Short exercise – Swap each occurrence of "sample" for "example" throughout the records below, and reproduce all of them with everything else unchanged.

Dataset –
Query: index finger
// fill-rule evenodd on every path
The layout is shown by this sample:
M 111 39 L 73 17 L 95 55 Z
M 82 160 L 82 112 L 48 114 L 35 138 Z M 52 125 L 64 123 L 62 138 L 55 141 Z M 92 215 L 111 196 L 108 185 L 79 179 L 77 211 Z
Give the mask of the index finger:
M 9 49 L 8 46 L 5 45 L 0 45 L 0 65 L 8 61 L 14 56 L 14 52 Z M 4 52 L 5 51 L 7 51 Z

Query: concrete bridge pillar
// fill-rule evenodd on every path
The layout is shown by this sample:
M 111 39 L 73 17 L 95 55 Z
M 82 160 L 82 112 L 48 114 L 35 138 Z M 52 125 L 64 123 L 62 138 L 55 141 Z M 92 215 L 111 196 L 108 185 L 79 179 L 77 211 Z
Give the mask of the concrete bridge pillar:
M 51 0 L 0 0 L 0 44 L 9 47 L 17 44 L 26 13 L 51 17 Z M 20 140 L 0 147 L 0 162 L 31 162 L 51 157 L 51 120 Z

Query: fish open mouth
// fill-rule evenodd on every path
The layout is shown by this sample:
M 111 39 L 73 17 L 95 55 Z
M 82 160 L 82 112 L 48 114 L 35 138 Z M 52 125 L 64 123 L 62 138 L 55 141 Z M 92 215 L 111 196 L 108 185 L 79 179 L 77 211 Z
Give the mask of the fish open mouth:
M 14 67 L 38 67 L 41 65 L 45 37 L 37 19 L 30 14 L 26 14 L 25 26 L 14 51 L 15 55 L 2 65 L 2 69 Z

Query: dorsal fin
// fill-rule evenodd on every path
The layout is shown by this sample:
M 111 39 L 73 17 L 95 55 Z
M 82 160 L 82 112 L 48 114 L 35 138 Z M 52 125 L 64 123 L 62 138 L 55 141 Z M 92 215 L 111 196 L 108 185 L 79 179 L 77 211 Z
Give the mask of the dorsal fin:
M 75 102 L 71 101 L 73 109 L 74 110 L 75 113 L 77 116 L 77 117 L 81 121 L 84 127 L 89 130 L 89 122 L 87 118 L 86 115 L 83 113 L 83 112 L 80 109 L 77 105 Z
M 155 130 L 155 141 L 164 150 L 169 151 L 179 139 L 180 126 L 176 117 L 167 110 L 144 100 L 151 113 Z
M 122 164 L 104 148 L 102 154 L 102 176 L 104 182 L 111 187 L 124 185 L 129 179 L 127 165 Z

Solved exercise –
Query: index finger
// fill-rule evenodd on every path
The layout is shown by this example:
M 111 39 L 73 17 L 95 55 Z
M 82 160 L 82 112 L 48 114 L 35 138 Z M 52 125 L 64 123 L 62 138 L 55 141 Z M 92 215 L 111 196 L 108 185 L 79 179 L 77 211 Z
Give the mask of the index finger:
M 9 49 L 8 46 L 5 45 L 0 45 L 0 65 L 8 61 L 14 56 L 14 52 Z M 4 52 L 5 51 L 7 51 Z

Query: concrete bridge pillar
// fill-rule evenodd on every path
The layout is shown by this example:
M 111 39 L 73 17 L 95 55 Z
M 82 160 L 82 112 L 48 114 L 35 138 Z M 52 125 L 64 123 L 62 138 L 55 141 Z M 92 215 L 111 196 L 108 185 L 79 179 L 77 211 Z
Give the mask of the concrete bridge pillar:
M 51 0 L 0 0 L 0 44 L 9 47 L 17 44 L 26 13 L 51 17 Z M 20 140 L 0 147 L 0 162 L 31 162 L 51 157 L 51 120 Z

Query: fish open mouth
// fill-rule evenodd on every path
The layout is shown by this example:
M 111 39 L 73 17 L 95 55 Z
M 82 160 L 82 112 L 48 114 L 35 138 Z M 52 125 L 64 123 L 62 138 L 55 141 Z M 92 215 L 111 196 L 108 185 L 79 179 L 77 211 Z
Give the mask of the fish open mouth:
M 14 67 L 38 67 L 41 65 L 45 37 L 37 19 L 30 14 L 26 14 L 25 26 L 14 51 L 15 55 L 2 65 L 2 69 Z

Query: dorsal fin
// fill-rule evenodd on every path
The layout is shown by this example:
M 111 39 L 73 17 L 95 55 Z
M 82 160 L 82 112 L 48 114 L 35 138 Z M 52 125 L 64 123 L 62 138 L 55 141 Z M 92 215 L 111 196 L 108 185 L 79 179 L 77 211 Z
Give the mask of the dorsal fin:
M 75 102 L 71 101 L 73 109 L 74 110 L 75 113 L 77 116 L 77 117 L 81 121 L 84 127 L 89 130 L 89 122 L 87 118 L 86 115 L 83 113 L 83 112 L 80 109 L 77 105 Z
M 155 130 L 155 141 L 164 150 L 169 151 L 179 139 L 180 126 L 176 117 L 167 110 L 144 100 L 151 113 Z
M 122 164 L 104 148 L 102 154 L 102 176 L 104 182 L 111 187 L 124 185 L 129 179 L 127 165 Z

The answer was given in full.